Exercise: Could you render every line of the material below as a Markdown table with the columns Row and Line, numbering each row and skipping any blank lines?

[Stored entries]
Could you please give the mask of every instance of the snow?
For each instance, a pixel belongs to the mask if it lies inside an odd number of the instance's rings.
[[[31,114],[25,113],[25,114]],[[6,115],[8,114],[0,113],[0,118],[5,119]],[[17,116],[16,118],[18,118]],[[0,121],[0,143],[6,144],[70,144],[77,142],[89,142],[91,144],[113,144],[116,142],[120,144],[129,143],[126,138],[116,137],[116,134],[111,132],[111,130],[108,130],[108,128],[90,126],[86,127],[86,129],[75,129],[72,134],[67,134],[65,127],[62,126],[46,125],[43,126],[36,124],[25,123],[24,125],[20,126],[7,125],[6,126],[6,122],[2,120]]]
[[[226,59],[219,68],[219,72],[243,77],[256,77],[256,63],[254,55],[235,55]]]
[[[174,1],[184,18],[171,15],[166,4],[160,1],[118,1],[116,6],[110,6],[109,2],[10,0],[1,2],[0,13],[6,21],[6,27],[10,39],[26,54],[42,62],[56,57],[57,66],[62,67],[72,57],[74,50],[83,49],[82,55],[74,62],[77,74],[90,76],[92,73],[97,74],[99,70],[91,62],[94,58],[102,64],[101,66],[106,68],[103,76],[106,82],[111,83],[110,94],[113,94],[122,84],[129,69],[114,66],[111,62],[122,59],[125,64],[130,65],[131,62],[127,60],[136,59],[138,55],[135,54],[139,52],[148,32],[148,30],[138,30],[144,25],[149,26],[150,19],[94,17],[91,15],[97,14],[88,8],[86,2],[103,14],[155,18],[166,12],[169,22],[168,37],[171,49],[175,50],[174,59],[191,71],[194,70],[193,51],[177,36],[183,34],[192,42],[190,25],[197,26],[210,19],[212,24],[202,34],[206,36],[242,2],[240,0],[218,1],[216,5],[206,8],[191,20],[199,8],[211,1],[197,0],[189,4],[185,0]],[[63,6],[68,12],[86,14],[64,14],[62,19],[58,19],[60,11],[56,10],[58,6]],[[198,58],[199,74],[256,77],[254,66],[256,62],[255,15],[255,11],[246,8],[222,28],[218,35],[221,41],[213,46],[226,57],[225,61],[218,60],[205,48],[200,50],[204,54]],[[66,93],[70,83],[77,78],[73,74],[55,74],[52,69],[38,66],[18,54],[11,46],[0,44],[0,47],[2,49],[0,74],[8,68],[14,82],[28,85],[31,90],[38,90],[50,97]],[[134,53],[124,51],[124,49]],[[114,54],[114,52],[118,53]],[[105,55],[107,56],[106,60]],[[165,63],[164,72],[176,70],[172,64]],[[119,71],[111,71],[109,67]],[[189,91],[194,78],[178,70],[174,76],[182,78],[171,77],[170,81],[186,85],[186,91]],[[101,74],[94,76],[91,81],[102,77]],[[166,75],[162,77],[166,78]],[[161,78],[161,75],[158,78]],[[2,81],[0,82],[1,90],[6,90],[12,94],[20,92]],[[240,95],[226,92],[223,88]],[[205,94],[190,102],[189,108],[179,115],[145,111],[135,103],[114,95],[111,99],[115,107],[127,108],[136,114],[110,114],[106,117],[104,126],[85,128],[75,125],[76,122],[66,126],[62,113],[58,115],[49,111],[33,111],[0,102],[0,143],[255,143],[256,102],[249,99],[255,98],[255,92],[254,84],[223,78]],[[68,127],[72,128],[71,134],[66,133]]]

Answer below:
| Row | Line |
|---|---|
| 1 | Could you please give the mask of every instance of the snow? |
| 2 | For each instance, a pixel belongs to the mask if it lies inside an odd number of the instance's rings. |
| 3 | [[[31,114],[25,113],[25,114]],[[6,115],[8,114],[0,113],[0,118],[5,119]],[[17,116],[16,118],[18,118]],[[0,121],[0,143],[6,144],[70,144],[77,142],[89,142],[91,144],[113,144],[116,142],[120,144],[129,143],[126,138],[116,137],[116,134],[111,132],[111,130],[108,130],[108,128],[90,126],[86,127],[86,129],[75,129],[72,134],[67,134],[65,127],[62,126],[46,125],[43,126],[36,124],[25,123],[24,125],[20,126],[7,125],[6,126],[6,122],[2,120]]] |
| 4 | [[[226,59],[219,68],[219,72],[243,77],[256,77],[256,63],[254,55],[235,55]]] |
| 5 | [[[174,1],[184,18],[171,15],[166,4],[160,1],[118,1],[116,6],[110,6],[109,2],[10,0],[1,2],[0,13],[6,21],[6,27],[10,39],[26,54],[42,62],[56,57],[57,66],[62,67],[72,57],[74,50],[83,49],[82,55],[74,62],[77,74],[90,76],[92,73],[97,74],[99,70],[91,62],[94,58],[102,64],[101,66],[106,68],[103,76],[106,82],[111,83],[110,94],[113,94],[122,84],[129,69],[114,66],[111,62],[122,59],[125,64],[130,65],[131,62],[127,60],[136,59],[138,55],[135,54],[139,52],[148,32],[148,30],[138,30],[144,25],[149,26],[150,19],[94,17],[91,15],[97,14],[88,8],[86,2],[103,14],[155,18],[166,12],[169,22],[168,37],[171,49],[175,50],[174,59],[191,71],[194,70],[193,51],[177,36],[183,34],[192,42],[190,25],[197,26],[210,19],[212,24],[202,34],[206,36],[242,2],[240,0],[218,1],[216,5],[206,8],[191,20],[199,8],[211,1],[197,0],[189,4],[185,0]],[[63,6],[68,12],[86,14],[64,14],[62,19],[58,19],[60,11],[56,10],[58,6]],[[198,58],[199,74],[256,77],[254,66],[256,62],[255,15],[255,11],[246,8],[222,28],[218,35],[221,41],[213,46],[226,57],[225,61],[218,60],[205,48],[200,50],[204,54]],[[66,93],[70,83],[77,78],[73,74],[55,74],[52,69],[38,66],[18,54],[11,46],[0,44],[0,47],[2,49],[0,74],[8,68],[14,82],[28,85],[31,90],[38,90],[50,97]],[[134,53],[124,51],[124,49]],[[114,54],[114,52],[118,53]],[[105,55],[107,56],[106,60]],[[165,63],[164,72],[176,70],[172,64]],[[119,71],[111,71],[109,67]],[[189,91],[194,78],[178,70],[174,76],[182,78],[171,77],[170,81],[186,85],[186,91]],[[101,74],[94,76],[91,81],[102,77]],[[166,75],[162,77],[166,78]],[[161,78],[161,75],[158,78]],[[2,81],[0,82],[1,90],[6,90],[12,94],[20,92]],[[240,95],[226,92],[223,88]],[[205,94],[190,102],[189,108],[179,115],[145,111],[135,103],[114,95],[111,99],[115,107],[127,108],[136,114],[110,114],[106,117],[104,126],[85,128],[75,125],[76,122],[66,126],[62,113],[58,115],[49,111],[33,111],[0,102],[0,143],[255,143],[256,102],[249,99],[255,98],[255,92],[254,84],[223,78]],[[68,127],[72,128],[71,134],[66,133]]] |